-- START Material --
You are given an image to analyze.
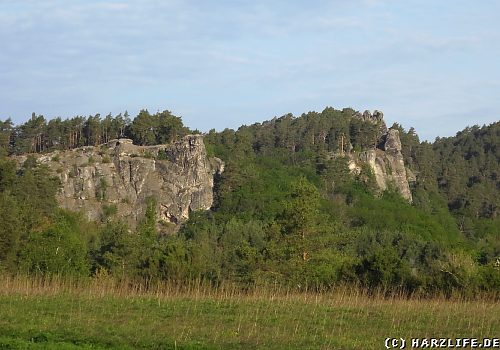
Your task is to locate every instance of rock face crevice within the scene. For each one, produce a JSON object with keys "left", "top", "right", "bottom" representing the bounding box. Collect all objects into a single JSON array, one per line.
[
  {"left": 19, "top": 135, "right": 224, "bottom": 233},
  {"left": 349, "top": 111, "right": 415, "bottom": 203}
]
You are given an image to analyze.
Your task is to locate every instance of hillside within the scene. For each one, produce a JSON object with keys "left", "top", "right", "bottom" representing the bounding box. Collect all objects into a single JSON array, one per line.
[{"left": 0, "top": 108, "right": 500, "bottom": 295}]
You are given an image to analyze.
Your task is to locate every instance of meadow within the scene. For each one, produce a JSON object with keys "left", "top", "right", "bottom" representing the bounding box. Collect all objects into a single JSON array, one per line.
[{"left": 0, "top": 277, "right": 500, "bottom": 349}]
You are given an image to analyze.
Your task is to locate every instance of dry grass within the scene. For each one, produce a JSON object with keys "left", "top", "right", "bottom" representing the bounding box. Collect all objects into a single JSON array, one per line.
[{"left": 0, "top": 277, "right": 500, "bottom": 349}]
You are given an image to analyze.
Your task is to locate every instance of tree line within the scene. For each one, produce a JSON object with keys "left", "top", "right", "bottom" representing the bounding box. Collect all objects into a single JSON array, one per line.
[
  {"left": 0, "top": 108, "right": 500, "bottom": 296},
  {"left": 0, "top": 110, "right": 191, "bottom": 155}
]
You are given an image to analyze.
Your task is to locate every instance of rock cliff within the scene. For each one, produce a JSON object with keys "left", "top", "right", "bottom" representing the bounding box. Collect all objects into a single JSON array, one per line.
[
  {"left": 349, "top": 111, "right": 415, "bottom": 202},
  {"left": 20, "top": 135, "right": 224, "bottom": 233}
]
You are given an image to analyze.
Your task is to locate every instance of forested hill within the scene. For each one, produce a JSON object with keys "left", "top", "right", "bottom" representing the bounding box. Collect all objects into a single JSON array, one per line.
[{"left": 0, "top": 108, "right": 500, "bottom": 295}]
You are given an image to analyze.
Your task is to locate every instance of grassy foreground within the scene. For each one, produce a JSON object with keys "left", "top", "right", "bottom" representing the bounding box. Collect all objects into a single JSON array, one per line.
[{"left": 0, "top": 277, "right": 500, "bottom": 349}]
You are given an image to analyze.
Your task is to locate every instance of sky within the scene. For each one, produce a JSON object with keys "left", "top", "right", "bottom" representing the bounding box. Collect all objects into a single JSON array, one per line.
[{"left": 0, "top": 0, "right": 500, "bottom": 141}]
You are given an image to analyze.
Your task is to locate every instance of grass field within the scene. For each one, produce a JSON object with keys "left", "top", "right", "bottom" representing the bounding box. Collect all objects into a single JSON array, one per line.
[{"left": 0, "top": 277, "right": 500, "bottom": 349}]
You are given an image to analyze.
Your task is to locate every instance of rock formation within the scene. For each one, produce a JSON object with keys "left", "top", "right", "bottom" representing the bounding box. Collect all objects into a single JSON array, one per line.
[
  {"left": 349, "top": 111, "right": 414, "bottom": 202},
  {"left": 20, "top": 135, "right": 224, "bottom": 233}
]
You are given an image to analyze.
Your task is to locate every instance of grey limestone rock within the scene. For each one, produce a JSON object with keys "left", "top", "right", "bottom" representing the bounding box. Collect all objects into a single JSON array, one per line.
[{"left": 23, "top": 135, "right": 224, "bottom": 233}]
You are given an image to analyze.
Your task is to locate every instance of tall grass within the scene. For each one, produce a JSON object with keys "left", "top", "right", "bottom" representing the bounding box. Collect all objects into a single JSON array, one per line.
[{"left": 0, "top": 276, "right": 500, "bottom": 349}]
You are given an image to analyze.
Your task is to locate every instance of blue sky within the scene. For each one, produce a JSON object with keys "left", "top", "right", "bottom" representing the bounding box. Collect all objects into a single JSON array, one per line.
[{"left": 0, "top": 0, "right": 500, "bottom": 140}]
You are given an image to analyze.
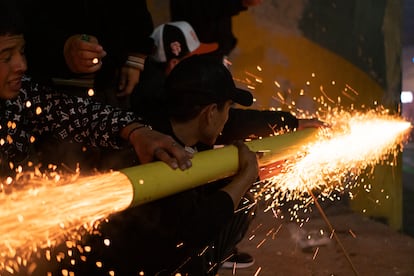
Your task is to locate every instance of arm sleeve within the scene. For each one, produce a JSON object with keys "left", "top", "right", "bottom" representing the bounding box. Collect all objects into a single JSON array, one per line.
[{"left": 27, "top": 80, "right": 140, "bottom": 149}]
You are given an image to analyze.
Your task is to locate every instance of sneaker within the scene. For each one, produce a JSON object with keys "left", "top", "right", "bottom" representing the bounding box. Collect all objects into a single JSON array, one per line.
[{"left": 221, "top": 251, "right": 254, "bottom": 269}]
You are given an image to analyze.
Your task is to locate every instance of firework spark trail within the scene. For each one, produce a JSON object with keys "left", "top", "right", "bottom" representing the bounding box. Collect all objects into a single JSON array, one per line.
[
  {"left": 0, "top": 172, "right": 133, "bottom": 267},
  {"left": 256, "top": 112, "right": 411, "bottom": 207},
  {"left": 0, "top": 109, "right": 410, "bottom": 269}
]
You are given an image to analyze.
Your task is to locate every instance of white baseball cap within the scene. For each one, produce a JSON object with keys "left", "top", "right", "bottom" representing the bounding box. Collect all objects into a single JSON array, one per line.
[{"left": 151, "top": 21, "right": 218, "bottom": 62}]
-- END Material --
| Required task |
Images should not appear in the copy; retype the listing above exactly.

| The output |
You are given an image to analyze.
Your task is to locate every instance of rock face crevice within the scene. For each one, produce a JSON object with keys "left", "top", "right", "bottom" representing the bounding box. Collect all objects into a single JSON array, one per line.
[
  {"left": 19, "top": 135, "right": 224, "bottom": 233},
  {"left": 349, "top": 111, "right": 415, "bottom": 203}
]
You are given an image to analyze.
Your task is to locate every instance of hillside within the scene. For each one, produce a JSON object with keys "left", "top", "right", "bottom" representing the bounding box. Collect all objects into a single JSON array, one per line.
[{"left": 0, "top": 108, "right": 500, "bottom": 295}]
You are given an image to analyze.
Your task is to locate every instance of meadow within the scene. For each one, produce a JSON object with keys "left", "top", "right", "bottom" representing the bounding box. Collect all objects into a single JSON array, one per line.
[{"left": 0, "top": 277, "right": 500, "bottom": 349}]
You are given an image to analyze.
Your task is to locate every instance of dry grass within the scene. For each one, produce a JSON object with keys "left", "top", "right", "bottom" representing the bounding box. Collect all objects into a single JSON array, one per line.
[{"left": 0, "top": 277, "right": 500, "bottom": 349}]
You are given an image to analyze.
Your task is to locate every instance of tree line within the scene. For each one, produce a JSON object with keys "left", "top", "right", "bottom" representing the bounding box. Collect all objects into a single JSON array, one per line.
[
  {"left": 0, "top": 108, "right": 500, "bottom": 296},
  {"left": 0, "top": 110, "right": 191, "bottom": 155}
]
You are given an image to analyze.
Your task is to locate every instance of rock cliff within the scene. For each one, produce a JSON object with keys "left", "top", "right", "bottom" representing the bounding box. Collect all objects into a single JSON array, one per line.
[
  {"left": 349, "top": 111, "right": 415, "bottom": 202},
  {"left": 20, "top": 135, "right": 224, "bottom": 233}
]
You are given an image to analyze.
Your task is to locate every instance of forested hill within the scene. For each one, produce a JSON object with keys "left", "top", "right", "bottom" representing the bounding box. Collect all objects into a single JSON array, one per line.
[{"left": 0, "top": 108, "right": 500, "bottom": 295}]
You are given an image to analyze.
Your task is to locate every instance of grassy foreground within the scene. For each one, produce a JSON object with keys "left", "top", "right", "bottom" representing the bounding box. Collect all objects into a single JSON array, one per line.
[{"left": 0, "top": 277, "right": 500, "bottom": 349}]
You are given an image to analyze.
Your task is to locate every instance of sky within the scene. For each one, produce a JSON object with keys "left", "top", "right", "bottom" representing the bounding box. Collect all objects into a single JSON array, one per line.
[{"left": 0, "top": 0, "right": 500, "bottom": 141}]
You are given an image to analyze.
Your task is to locate every instance of grass field within the scene. For each one, produce a JSON object with keys "left", "top", "right", "bottom" representing the bounding box. Collect all objects into a single JSON array, one per line.
[{"left": 0, "top": 277, "right": 500, "bottom": 349}]
You are given an image to analyze.
Your task is to locate every instance of rock formation within the scene. For each one, produce a JSON object with keys "left", "top", "right", "bottom" representing the bounding box. Collect all objects into a single JSON array, one per line.
[
  {"left": 349, "top": 111, "right": 414, "bottom": 202},
  {"left": 20, "top": 135, "right": 224, "bottom": 233}
]
You are given an image to analyze.
Your task is to locate every instance of grey limestone rock within the scene. For each one, produce a JSON object with keys "left", "top", "right", "bottom" representing the bounding box. Collect all objects into a single JSON array, one per line.
[{"left": 23, "top": 135, "right": 224, "bottom": 233}]
You are given an image to analyze.
Your task is to locate every instance of tall grass within the scene. For each one, produce a JSON object with keys "left", "top", "right", "bottom" representing the bounding box. Collect all objects into a single JSON array, one per line.
[{"left": 0, "top": 276, "right": 500, "bottom": 349}]
You are given an image to analyze.
Your task is to locate every instance of blue sky within the scene. For each one, produce a JSON object with keys "left", "top", "right", "bottom" representing the bounding box. Collect all objects into a single JSON array, one per line.
[{"left": 0, "top": 0, "right": 500, "bottom": 140}]
You are given an image to analyze.
Your task is to locate every instance of arm sleeve within the scene. For each one, produce a JSON object with keys "left", "top", "right", "bottom" representing the bounding box. Collect all objects into a single JSON array, one per line.
[{"left": 27, "top": 80, "right": 140, "bottom": 149}]
You are given an image to analyze.
Your task is to locate every instance of sneaker within the scene. For each one, produce a JSON object with keys "left", "top", "right", "bottom" representing the bounding box. Collect all objects into a single JSON array, one per line.
[{"left": 221, "top": 251, "right": 254, "bottom": 269}]
You are given an image to analyze.
Your task is to locate every instance of firework spark trail within the scene. For each one, produce a JSON object with keys "left", "top", "right", "bottom" representing the bounding box. Collect all objects into a single JSON array, one per line.
[
  {"left": 0, "top": 172, "right": 133, "bottom": 267},
  {"left": 256, "top": 112, "right": 411, "bottom": 207},
  {"left": 0, "top": 109, "right": 410, "bottom": 269}
]
You are given an image to analyze.
Your task is to locate every instance of white baseball cap within the scene. For each one, produce a JSON object with keys "left", "top", "right", "bottom" representing the bounding box. Collect all objects into a single JSON array, one per line.
[{"left": 151, "top": 21, "right": 218, "bottom": 62}]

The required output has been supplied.